Yapılacaklar:
• 1. Fındık zararlıları haberinin "Doğu Karadeniz’de farklı" ile başlayıp "hastalıklara davetiye çıkarıyor." ile biten bölümünü olduğu gibi yineleyin.
• 2. Fındık zararlıları haberine göre bugüne kadar fındığa zarar verdiği bilinen kaç böcek türü vardır?
• 3. Fındık zararlıları haberini kaldığı yerden alıp sürdürün.

Verilen Metin:
╔══
Doğu Karadeniz’de farklı böcek türlerinin ürediğini söyleyen Ziraat Mühendisi Yaşar, böceklerle olan mücadelede doğanın dengesini de gözeten çözümler üretilmesi gerektiğini söyledi
Karadeniz’in başlıca geçim kaynağı olan fındık hasadına kısa bir süre kalırken, bölgeyi istila eden böcekler fındığa ciddi zararlar veriyor. Yıllardır yöre halkı tarafından bilinen fındık kurdu ve mayıs böceği dışında son yıllarda bölgede farklı türler de görülmeye başlandı. Bunlardan biri olan ve halk arasında yalancı kelebek olarak adlandırılan bu tür, daha önce Gürcistan’da görülüyordu. Son 3 yıldır Doğu Karadeniz’de görülmeye başlanan bu tür, başta fındık olmak üzere mısır, çay ve kivi gibi çok sayıda tarım ürünlerine ciddi zararlar veriyor. Yöre halkı bu durum karşısında çareyi ise kimyasal ilaçlar da arıyor. Bu ise hem ürünün kalitesini düşürüyor hem de ciddi hastalıklara davetiye çıkarıyor.
MA’dan Tolga Güney’in haberine göre; Çiftçi Sendikası yönetim kurulu üyesi ve ziraat mühendisi Kutsi Yaşar, fındıkta görülen zararlıları ve bunlarla mücadelede kullanılan kimyasal ilaçların zararlarını anlattı.
Önlemler alınıyor
Bugüne kadar bilinen fındığa zarar veren 82 böcek türünün olduğunu ifade eden Yaşar, sadece fındık kurdunun günde 100 ile 150 arasında fındık meyvesini tahrip ettiğini söyledi. Bunlara karşı bir şekilde önlemlerin alındığını dile getiren Yaşar, son yıllarda bu böcek türlerin arttığını ve bunlar karşısında ürünleri koruyamadıklarını belirtti. Yaşar, bu böcek türlerinin başında ise yalancı kelebek ve kahverengi kokarcaların geldiğini ifade etti.
Devletin politikası yanlış!
Yaşar, insanların doğaya müdahale etmeye devam etmesi durumunda bu böcek türlerinin artacağına dikkat çekti. Bu türlere karşı devletin uyguladığı politikayla biyolojik mücadeleden çok kimyasal mücadelenin tercih edildiğini belirten Yaşar, “Biyolojik mücadele maliyetleri açısından oldukça pahalıya geliyor. Bu artış çiftçilerin biyolojik mücadeleyi tercih etmesini engelliyor” dedi.
╚══
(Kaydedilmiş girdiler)
╔══
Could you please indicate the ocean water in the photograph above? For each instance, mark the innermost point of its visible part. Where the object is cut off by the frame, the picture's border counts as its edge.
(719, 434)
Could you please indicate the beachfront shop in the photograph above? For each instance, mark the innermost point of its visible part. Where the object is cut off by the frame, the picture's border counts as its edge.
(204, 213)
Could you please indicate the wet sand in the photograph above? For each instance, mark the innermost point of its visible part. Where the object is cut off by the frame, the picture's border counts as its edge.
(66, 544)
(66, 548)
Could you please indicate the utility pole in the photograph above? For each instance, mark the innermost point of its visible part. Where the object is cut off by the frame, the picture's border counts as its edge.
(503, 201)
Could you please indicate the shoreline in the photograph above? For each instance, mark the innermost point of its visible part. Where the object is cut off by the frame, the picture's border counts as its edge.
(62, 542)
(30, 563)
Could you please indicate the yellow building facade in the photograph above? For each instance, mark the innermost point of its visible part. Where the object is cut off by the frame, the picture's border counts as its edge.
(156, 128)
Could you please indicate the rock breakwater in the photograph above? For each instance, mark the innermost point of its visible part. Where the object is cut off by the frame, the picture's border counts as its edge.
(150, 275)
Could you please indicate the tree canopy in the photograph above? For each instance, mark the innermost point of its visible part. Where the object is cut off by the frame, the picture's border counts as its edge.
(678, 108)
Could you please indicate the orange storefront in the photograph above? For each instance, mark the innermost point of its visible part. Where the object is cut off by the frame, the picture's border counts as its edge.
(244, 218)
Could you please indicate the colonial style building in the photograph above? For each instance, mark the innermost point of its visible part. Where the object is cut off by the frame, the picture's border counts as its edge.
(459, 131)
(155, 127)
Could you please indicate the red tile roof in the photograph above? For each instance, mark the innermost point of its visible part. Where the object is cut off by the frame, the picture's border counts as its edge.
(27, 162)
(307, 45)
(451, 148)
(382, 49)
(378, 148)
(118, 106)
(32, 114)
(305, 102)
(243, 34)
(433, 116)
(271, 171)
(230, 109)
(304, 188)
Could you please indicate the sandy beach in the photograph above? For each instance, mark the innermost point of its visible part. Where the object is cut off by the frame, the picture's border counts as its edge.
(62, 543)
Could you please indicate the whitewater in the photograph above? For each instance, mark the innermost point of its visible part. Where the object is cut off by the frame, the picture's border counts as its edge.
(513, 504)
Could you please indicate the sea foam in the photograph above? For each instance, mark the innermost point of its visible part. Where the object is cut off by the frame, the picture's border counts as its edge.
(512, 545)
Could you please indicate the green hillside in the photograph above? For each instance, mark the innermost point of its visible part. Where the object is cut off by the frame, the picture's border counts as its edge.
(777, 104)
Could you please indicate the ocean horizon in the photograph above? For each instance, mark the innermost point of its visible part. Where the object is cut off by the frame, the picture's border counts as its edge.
╚══
Görev Yanıtları:
• 1.
Doğu Karadeniz’de farklı böcek türlerinin ürediğini söyleyen Ziraat Mühendisi Yaşar, böceklerle olan mücadelede doğanın dengesini de gözeten çözümler üretilmesi gerektiğini söyledi
Karadeniz’in başlıca geçim kaynağı olan fındık hasadına kısa bir süre kalırken, bölgeyi istila eden böcekler fındığa ciddi zararlar veriyor. Yıllardır yöre halkı tarafından bilinen fındık kurdu ve mayıs böceği dışında son yıllarda bölgede farklı türler de görülmeye başlandı. Bunlardan biri olan ve halk arasında yalancı kelebek olarak adlandırılan bu tür, daha önce Gürcistan’da görülüyordu. Son 3 yıldır Doğu Karadeniz’de görülmeye başlanan bu tür, başta fındık olmak üzere mısır, çay ve kivi gibi çok sayıda tarım ürünlerine ciddi zararlar veriyor. Yöre halkı bu durum karşısında çareyi ise kimyasal ilaçlar da arıyor. Bu ise hem ürünün kalitesini düşürüyor hem de ciddi hastalıklara davetiye çıkarıyor.

• 2. Fındığa zarar verdiği bilinen 82 böcek türü vardır.

• 3.
‘Para çok uluslu şirketlere’
Yaşar, görece somut bir mücadele gibi görünen bu yöntemin ekosisteme ve insanlara büyük zararları olduğuna dikkat çekti. Kimyasal ilaçlara ciddi paralar aktarıldığını ifade eden Yaşar, “Bu parayı aktarılan yerlere bakacak olursak çok uluslu şirketleri görürüz. Bu döngü içerisinde düşündüğümüzde bizleri hem kimyasallara bağımlı kılıyorlar hem de bağımlı kaldığımız kimyasallar ile ürettiğimiz ürünlerin kendi şirketlerine akmasını sağlıyorlar” ifadelerini kullandı.
‘Canlılar doğanın parçası’
Doğanın da kendi dengesi olduğunu hatırlatan Yaşar, “Sizin attığınız tarımsal ilaçlar kuşları yok ederse, o kuşların yediği böcekler çoğalmaya başlar. Siz o böcekleri yok ederseniz. Böceklerin yok ettiği virüs, bakteri gibi yapılar vardır, onlar çoğalmaya başlar. Biz doğanın kendi ahengine müdahale ettiğimiz zaman son yaşadığımız pandemi süreçlerini tekrar yaşayacağız. Sadece tarım politikaları değil, sanayi ve çevre politikaları da bunu etkiliyor” diye belirtti.
Böcekler ile mücadelede doğanın dengesini de gözeten çözümler alınması gerektiğini ifade eden Yaşar, “Canlıları da mücadele etmemiz gereken varlıklar olarak değil, doğanın parçası olduklarını unutmamak gerekir” diye konuştu.